■ Stored data entries ■
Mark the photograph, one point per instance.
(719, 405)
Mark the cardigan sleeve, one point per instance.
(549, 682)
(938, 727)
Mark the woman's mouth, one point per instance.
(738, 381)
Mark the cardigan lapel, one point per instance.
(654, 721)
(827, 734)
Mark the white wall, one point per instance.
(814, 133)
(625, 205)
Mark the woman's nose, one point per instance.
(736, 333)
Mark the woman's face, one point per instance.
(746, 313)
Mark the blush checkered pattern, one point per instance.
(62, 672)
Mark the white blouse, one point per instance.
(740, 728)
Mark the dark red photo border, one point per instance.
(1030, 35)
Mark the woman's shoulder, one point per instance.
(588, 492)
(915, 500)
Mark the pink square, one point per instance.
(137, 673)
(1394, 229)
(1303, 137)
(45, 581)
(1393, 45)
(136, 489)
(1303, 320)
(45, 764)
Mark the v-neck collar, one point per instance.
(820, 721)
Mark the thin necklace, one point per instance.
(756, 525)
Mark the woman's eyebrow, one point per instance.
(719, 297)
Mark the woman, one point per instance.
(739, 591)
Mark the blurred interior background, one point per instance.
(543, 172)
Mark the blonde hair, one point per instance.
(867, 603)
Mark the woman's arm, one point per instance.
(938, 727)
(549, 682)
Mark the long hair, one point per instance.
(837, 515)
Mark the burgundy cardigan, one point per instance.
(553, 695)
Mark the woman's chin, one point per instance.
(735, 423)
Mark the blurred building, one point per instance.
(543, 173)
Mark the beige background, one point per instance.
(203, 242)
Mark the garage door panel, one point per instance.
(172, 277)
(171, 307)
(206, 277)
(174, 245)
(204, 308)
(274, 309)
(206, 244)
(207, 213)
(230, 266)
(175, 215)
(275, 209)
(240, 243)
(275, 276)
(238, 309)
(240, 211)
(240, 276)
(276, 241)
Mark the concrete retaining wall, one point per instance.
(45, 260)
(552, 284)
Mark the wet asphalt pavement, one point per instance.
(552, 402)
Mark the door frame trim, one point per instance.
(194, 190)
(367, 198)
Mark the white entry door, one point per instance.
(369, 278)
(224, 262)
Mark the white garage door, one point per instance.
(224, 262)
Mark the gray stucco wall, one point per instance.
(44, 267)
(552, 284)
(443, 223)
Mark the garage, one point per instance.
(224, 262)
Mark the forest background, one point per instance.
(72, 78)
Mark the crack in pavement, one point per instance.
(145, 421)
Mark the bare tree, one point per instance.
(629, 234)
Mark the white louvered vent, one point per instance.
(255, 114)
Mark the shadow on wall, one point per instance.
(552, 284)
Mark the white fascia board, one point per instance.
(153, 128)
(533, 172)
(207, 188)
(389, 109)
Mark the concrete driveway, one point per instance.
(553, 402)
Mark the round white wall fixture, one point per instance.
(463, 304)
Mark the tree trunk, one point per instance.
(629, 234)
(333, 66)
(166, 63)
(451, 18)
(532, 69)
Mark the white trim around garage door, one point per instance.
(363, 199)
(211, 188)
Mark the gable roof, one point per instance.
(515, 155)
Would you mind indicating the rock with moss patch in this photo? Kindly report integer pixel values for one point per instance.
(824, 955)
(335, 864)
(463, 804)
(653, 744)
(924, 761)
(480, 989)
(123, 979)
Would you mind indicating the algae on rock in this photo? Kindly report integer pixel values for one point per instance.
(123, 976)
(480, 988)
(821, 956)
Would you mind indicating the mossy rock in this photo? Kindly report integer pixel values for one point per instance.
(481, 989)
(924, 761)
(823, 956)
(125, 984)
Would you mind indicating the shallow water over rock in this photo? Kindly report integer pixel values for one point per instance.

■ GOAL OF THE EXERCISE ■
Restate the records above in full, keeping each line exactly as it stands.

■ EXERCISE RESULT ■
Mark the photograph, one point per instance.
(719, 405)
Mark the cardigan sleeve, one point per instance.
(549, 682)
(938, 727)
Mark the woman's mouth, one point per instance.
(738, 381)
Mark the cardigan lapel, one point per instance.
(654, 721)
(827, 734)
Mark the white wall, one point per instance.
(814, 133)
(625, 205)
Mark the woman's nose, one point per instance.
(736, 333)
Mark the woman's face, one point per instance.
(746, 313)
Mark the blush checkered pattern, one point per instance.
(62, 672)
Mark the white blouse, one point per instance.
(740, 728)
Mark the dark red photo border, one point per instance.
(1030, 35)
Mark the woman's shoulder, one point per instance.
(588, 492)
(915, 500)
Mark the pink square, one point per instance.
(137, 673)
(1394, 229)
(1303, 137)
(45, 581)
(1393, 45)
(136, 489)
(1303, 320)
(45, 764)
Mark the v-neck collar, one point per instance.
(820, 721)
Mark the thin necklace, one point per instance.
(756, 525)
Mark the woman's eyebrow, one point per instance.
(719, 297)
Mark the woman, one point per instance.
(739, 591)
Mark the blurred interior background, one point per instance.
(543, 172)
Mark the blonde hair, one point per instance.
(867, 603)
Mark the woman's arm, one point per instance.
(938, 727)
(549, 682)
Mark the long hair, one point per instance.
(837, 515)
Mark the burgundy cardigan, one point per instance.
(553, 695)
Mark the woman's chin, one point per instance.
(735, 423)
Mark the blurred building, one point per instance.
(543, 173)
Mark the beige background, one point per instance.
(203, 242)
Mark the garage door panel, one point per instance.
(172, 277)
(171, 307)
(206, 277)
(174, 245)
(204, 308)
(274, 309)
(206, 244)
(207, 213)
(230, 266)
(175, 215)
(275, 209)
(240, 243)
(275, 276)
(238, 309)
(240, 211)
(240, 276)
(276, 241)
Mark the concrete retaining wall, one point per instance.
(45, 260)
(552, 284)
Mark the wet asphalt pavement, one point per instance.
(552, 402)
Mark the door frame trim, one point per instance.
(194, 190)
(367, 198)
Mark the white entry door, one point per instance.
(369, 278)
(224, 262)
Mark the white garage door, one point per instance.
(224, 262)
Mark the gray stucco wall, one point per instance.
(44, 267)
(552, 284)
(443, 223)
Mark the garage, one point per instance.
(224, 262)
Mark the forest background, one point per instance.
(72, 78)
Mark the crack in pavement, one point per instance.
(145, 421)
Mark the bare tree, one point per instance.
(629, 234)
Mark the white louvered vent, one point per instance.
(255, 114)
Mark the shadow on wall, one point per instance.
(552, 284)
Mark the white fascia board, one point per instance.
(153, 128)
(533, 172)
(207, 188)
(389, 109)
Mark the concrete driveway, one point per instance.
(553, 402)
Mark the round white wall fixture, one point per instance.
(463, 304)
Mark the tree trunk, one point per instance.
(629, 234)
(333, 66)
(166, 63)
(451, 18)
(532, 69)
Mark the white trim around garage door, one point per instance.
(363, 199)
(211, 188)
Mark the gable roof, one point per instance.
(515, 155)
Would you mind indicating the rock with moss patch in this photo? Kindly report integer pixel values for one point per instance.
(824, 955)
(335, 864)
(463, 804)
(653, 744)
(924, 761)
(480, 989)
(123, 979)
Would you mind indicating the algae on rock in this photo? Kindly report integer pixel values for one point per instance.
(123, 976)
(480, 988)
(821, 956)
Would you mind indicating the mossy rock in this photo? Kindly report integer pixel values for one point per instance.
(481, 989)
(924, 761)
(823, 956)
(125, 984)
Would you mind indicating the shallow water over rock in this photo? Kindly report integer pixel values for one point per instance.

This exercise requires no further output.